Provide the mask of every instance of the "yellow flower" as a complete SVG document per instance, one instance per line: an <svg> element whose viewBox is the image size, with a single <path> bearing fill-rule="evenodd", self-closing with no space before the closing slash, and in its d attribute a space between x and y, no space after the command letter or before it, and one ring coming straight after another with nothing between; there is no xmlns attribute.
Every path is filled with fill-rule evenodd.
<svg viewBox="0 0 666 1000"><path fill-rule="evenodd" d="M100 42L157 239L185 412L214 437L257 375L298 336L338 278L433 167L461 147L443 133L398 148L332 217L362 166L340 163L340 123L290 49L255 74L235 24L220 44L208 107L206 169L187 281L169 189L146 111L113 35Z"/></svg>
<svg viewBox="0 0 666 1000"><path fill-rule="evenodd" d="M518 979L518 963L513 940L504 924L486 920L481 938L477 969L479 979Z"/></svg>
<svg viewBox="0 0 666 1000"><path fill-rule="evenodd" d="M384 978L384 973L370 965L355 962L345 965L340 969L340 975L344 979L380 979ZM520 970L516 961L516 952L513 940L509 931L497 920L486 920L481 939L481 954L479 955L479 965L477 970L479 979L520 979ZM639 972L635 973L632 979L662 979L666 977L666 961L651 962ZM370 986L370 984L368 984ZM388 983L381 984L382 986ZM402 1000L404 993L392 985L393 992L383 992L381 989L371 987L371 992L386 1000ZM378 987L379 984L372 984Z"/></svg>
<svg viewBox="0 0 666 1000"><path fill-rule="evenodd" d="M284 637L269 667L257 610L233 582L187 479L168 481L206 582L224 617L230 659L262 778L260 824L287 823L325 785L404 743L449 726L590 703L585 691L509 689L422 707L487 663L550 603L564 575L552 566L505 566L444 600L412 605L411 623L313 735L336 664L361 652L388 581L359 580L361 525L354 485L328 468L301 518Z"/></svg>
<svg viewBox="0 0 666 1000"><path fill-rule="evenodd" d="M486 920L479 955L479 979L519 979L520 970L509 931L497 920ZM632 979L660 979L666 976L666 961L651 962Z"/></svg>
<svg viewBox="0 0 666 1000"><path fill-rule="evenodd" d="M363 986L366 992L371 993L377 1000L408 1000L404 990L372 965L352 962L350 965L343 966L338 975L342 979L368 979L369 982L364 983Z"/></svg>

==

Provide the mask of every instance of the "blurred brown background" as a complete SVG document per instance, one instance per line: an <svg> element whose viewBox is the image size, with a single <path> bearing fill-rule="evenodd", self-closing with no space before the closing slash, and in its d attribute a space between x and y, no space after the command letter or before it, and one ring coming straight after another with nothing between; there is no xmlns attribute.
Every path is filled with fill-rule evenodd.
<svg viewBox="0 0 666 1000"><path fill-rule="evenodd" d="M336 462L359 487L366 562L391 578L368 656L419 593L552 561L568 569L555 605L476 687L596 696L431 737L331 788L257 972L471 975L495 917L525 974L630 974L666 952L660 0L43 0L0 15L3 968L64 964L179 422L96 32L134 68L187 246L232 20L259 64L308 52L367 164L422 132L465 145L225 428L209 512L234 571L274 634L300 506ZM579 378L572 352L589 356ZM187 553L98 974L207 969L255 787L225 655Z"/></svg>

■ What you will do ■
Check each line in the records above for the word "nothing". Return those that have it.

■ Response to this task ■
Provide the mask of every instance of the "yellow flower" as a complete SVG document per instance, one instance per line: an <svg> element whose viewBox is the image size, with a single <path> bearing fill-rule="evenodd", self-closing with no space before the closing slash, and in its d attribute a space between x and y, no space after the command letter or before it, and one ring coming straight after another with nothing between; there is no xmlns attribute.
Provide the mask of every instance of the "blurred brown background" as a complete SVG document per instance, one instance per line: an <svg> element whose viewBox is the image size, with a single <path> bearing fill-rule="evenodd", self-closing with no space before the closing slash, and in its d attribute a space between x and y, no space after the command letter or before it, and one ring coming straight after another with nothing between; there is no xmlns attribute.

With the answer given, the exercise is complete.